EXTRACTED TEXT:
________________________________________

Core Education & Technologies Limited
- Company type: Public company
- Industry: Education
- Founded: 2003
- Defunct: 16 July 2016
- Headquarters: Mumbai, Maharashtra, India
- Area served: UK, US, India & Africa, and Caribbean Countries
- Services: K12, Higher Education, Vocational Training, Providing Brick & Mortar and Service model worldwide
- Revenue: Rs. 1091 crore (2011)
- Number of employees: 3,125

= Core Education & Technologies =

Indian education company

CORE Education & Technologies Limited was an Indian global education company.

==Overview==
The company was founded in 2003 and had its business operations in 3 continents. Their international headquarters were located at Atlanta and London. CORE had diversified into an integrated education company and provided solutions to 7 states in India, 3 Caribbean nations, 20 states in the US, 40 Institutions in UK and 8 African countries. They had at one point approximately 3,125 employees worldwide.

CORE was listed on the BSE (SCRIP CODE 512199)& NSE (CoreEDUTECH) and had been rated as 'The Fastest Growing IT Company' in the State of Maharashtra, India. CORE was a CMMi Level 5 and ISO 9001:2008 certified Company.

===CORE milestones===

- 2005
- CORE enters US Market with the acquisition of first US product company
- CORE acquires ECS

- 2006
- CORE achieves a $6.6 million multi-year state contract in Special Education from North Carolina

- 2007
- CORE establishes its presence in the UK with the acquisition of Hamlet, Symbia and a division of Azzuri
- CORE acquires KC Management Group

- 2008
- CORE achieved a consolidated annual revenues in excess of US$100 million

- 2009
- CORE acquires, The Princeton Review's K-12 Services division
- CORE collaborates with the Oxford University for Teacher Training and Capacity Building

- 2010
- CORE established the CORE Learning Panorama, focusing on K-12 school segment

- 2011
- CORE acquires ITN Mark Education Ltd through its subsidiary Core Education & Consulting Solutions UK Ltd

- 2016
Forbes reports that CORE "tanked due to [an] unsustainable business model[s] and mounting debt[s]" and that its stock was suspended from trading.

________________________________________

GIVEN RECORDS:
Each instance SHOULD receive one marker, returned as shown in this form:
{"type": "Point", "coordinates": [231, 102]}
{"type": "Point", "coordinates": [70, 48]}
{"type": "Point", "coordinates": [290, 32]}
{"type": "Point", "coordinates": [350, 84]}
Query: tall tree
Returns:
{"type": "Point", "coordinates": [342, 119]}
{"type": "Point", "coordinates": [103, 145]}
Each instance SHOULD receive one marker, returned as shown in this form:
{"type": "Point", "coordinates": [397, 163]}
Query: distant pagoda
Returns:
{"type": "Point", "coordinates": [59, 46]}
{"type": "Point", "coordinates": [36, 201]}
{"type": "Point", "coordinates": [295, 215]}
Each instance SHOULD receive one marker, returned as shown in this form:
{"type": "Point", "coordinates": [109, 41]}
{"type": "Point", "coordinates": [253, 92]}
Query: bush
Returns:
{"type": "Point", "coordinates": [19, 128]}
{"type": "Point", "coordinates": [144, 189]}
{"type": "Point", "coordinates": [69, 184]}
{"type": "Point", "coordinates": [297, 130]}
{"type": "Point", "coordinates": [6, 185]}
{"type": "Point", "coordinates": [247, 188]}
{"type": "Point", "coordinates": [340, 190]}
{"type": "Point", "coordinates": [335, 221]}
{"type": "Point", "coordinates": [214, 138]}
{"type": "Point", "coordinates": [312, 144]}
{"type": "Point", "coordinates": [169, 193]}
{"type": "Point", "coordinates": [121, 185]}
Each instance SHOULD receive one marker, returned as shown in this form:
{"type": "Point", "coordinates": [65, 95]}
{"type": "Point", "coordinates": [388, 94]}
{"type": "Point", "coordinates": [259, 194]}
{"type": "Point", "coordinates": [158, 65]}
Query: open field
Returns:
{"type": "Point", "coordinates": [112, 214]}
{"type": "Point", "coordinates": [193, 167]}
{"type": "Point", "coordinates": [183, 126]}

________________________________________

DIRECTION: From the Core Education & Technologies text above, extract the part that opens with the words containing "Indian education company" and closes with "9001:2008 certified Company.", copying it exactly.

SOLUTION BELOW:
Indian education company

CORE Education & Technologies Limited was an Indian global education company.

==Overview==
The company was founded in 2003 and had its business operations in 3 continents. Their international headquarters were located at Atlanta and London. CORE had diversified into an integrated education company and provided solutions to 7 states in India, 3 Caribbean nations, 20 states in the US, 40 Institutions in UK and 8 African countries. They had at one point approximately 3,125 employees worldwide.

CORE was listed on the BSE (SCRIP CODE 512199)& NSE (CoreEDUTECH) and had been rated as 'The Fastest Growing IT Company' in the State of Maharashtra, India. CORE was a CMMi Level 5 and ISO 9001:2008 certified Company.